[Start of section]

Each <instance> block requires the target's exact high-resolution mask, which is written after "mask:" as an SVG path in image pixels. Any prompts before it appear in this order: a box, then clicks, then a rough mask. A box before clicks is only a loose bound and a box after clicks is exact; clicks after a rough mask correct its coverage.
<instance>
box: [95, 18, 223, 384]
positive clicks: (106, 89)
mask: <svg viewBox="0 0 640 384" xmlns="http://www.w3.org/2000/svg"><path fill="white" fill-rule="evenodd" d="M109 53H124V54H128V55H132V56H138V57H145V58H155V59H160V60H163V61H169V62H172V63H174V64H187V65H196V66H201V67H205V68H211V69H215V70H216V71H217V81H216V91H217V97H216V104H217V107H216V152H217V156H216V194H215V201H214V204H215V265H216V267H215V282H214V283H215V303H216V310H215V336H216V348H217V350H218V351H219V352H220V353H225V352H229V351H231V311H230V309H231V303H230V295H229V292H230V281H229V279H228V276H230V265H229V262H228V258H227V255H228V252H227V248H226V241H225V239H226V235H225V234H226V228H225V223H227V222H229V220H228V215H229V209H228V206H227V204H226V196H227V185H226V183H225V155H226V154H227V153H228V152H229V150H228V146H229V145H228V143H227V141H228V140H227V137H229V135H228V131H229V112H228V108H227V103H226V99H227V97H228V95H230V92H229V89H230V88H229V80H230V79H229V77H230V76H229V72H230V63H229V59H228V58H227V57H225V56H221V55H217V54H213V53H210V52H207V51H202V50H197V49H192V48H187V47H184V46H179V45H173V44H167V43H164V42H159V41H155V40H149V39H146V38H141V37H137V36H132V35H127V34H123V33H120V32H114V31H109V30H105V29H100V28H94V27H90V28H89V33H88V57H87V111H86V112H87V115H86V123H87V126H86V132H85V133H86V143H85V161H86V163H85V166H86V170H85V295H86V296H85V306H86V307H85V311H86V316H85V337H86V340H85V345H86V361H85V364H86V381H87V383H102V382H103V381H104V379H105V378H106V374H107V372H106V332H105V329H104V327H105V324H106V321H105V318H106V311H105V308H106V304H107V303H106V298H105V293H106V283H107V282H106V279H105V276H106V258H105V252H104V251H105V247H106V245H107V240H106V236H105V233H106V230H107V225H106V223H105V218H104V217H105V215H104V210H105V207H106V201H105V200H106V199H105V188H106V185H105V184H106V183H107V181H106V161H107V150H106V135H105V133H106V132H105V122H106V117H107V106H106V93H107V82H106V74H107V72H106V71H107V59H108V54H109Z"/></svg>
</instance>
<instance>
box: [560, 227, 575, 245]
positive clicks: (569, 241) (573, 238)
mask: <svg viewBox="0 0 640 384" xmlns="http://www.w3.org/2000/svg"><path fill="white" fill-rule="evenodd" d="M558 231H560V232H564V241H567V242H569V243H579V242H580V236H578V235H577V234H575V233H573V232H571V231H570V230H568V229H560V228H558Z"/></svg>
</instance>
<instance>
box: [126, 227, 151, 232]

[End of section]

▶ [Exercise description] Please return every line of the listing exactly.

▶ [Response for this exercise]
Each <instance> block requires the target's exact high-resolution mask, which is written after "mask:" as an SVG path in image pixels. Any prompts before it appear in this order: a box, then clicks, then a rough mask. A box before clicks is only a loose bound and a box after clicks is exact; clicks after a rough mask correct its coverage.
<instance>
box: [95, 18, 223, 384]
positive clicks: (106, 89)
mask: <svg viewBox="0 0 640 384" xmlns="http://www.w3.org/2000/svg"><path fill="white" fill-rule="evenodd" d="M109 53H124V54H128V55H132V56H138V57H145V58H155V59H160V60H163V61H169V62H172V63H174V64H187V65H196V66H201V67H205V68H211V69H215V70H216V71H217V81H216V91H217V97H216V104H217V107H216V152H217V156H216V194H215V201H214V204H215V265H216V267H215V282H214V283H215V303H216V310H215V336H216V348H217V350H218V351H219V352H220V353H225V352H229V351H231V311H230V309H231V303H230V295H229V292H230V281H229V279H228V276H230V265H229V262H228V258H227V255H228V252H227V248H226V241H225V239H226V235H225V234H226V228H225V223H227V222H229V220H228V215H229V209H228V206H227V204H226V196H227V185H226V183H225V155H226V154H227V153H228V152H229V150H228V146H229V145H228V143H227V141H228V140H227V137H229V135H228V131H229V112H228V108H227V103H226V99H227V97H228V95H230V92H229V89H230V88H229V80H230V79H229V77H230V76H229V72H230V63H229V59H228V58H227V57H225V56H221V55H217V54H213V53H210V52H207V51H202V50H197V49H192V48H187V47H184V46H179V45H173V44H167V43H164V42H159V41H155V40H149V39H146V38H141V37H137V36H132V35H127V34H123V33H120V32H114V31H109V30H105V29H100V28H94V27H90V28H89V33H88V57H87V111H86V112H87V115H86V123H87V126H86V132H85V133H86V143H85V161H86V163H85V166H86V170H85V295H86V296H85V306H86V307H85V311H86V316H85V337H86V340H85V345H86V361H85V364H86V381H87V383H102V382H103V381H104V379H105V378H106V374H107V372H106V332H105V329H104V327H105V324H106V321H105V318H106V311H105V308H106V304H107V303H106V298H105V293H106V283H107V282H106V279H105V276H106V258H105V252H104V251H105V247H106V245H107V240H106V236H105V233H106V230H107V225H106V223H105V218H104V217H105V215H104V210H105V207H106V201H105V200H106V199H105V188H106V185H105V184H106V183H107V181H106V161H107V150H106V135H105V133H106V132H105V122H106V117H107V106H106V93H107V82H106V74H107V72H106V71H107V59H108V54H109Z"/></svg>
</instance>
<instance>
box: [560, 227, 575, 245]
positive clicks: (569, 241) (573, 238)
mask: <svg viewBox="0 0 640 384" xmlns="http://www.w3.org/2000/svg"><path fill="white" fill-rule="evenodd" d="M558 231H560V232H564V241H567V242H569V243H579V242H580V236H578V235H577V234H575V233H573V232H571V231H570V230H568V229H560V228H558Z"/></svg>
</instance>
<instance>
box: [126, 227, 151, 232]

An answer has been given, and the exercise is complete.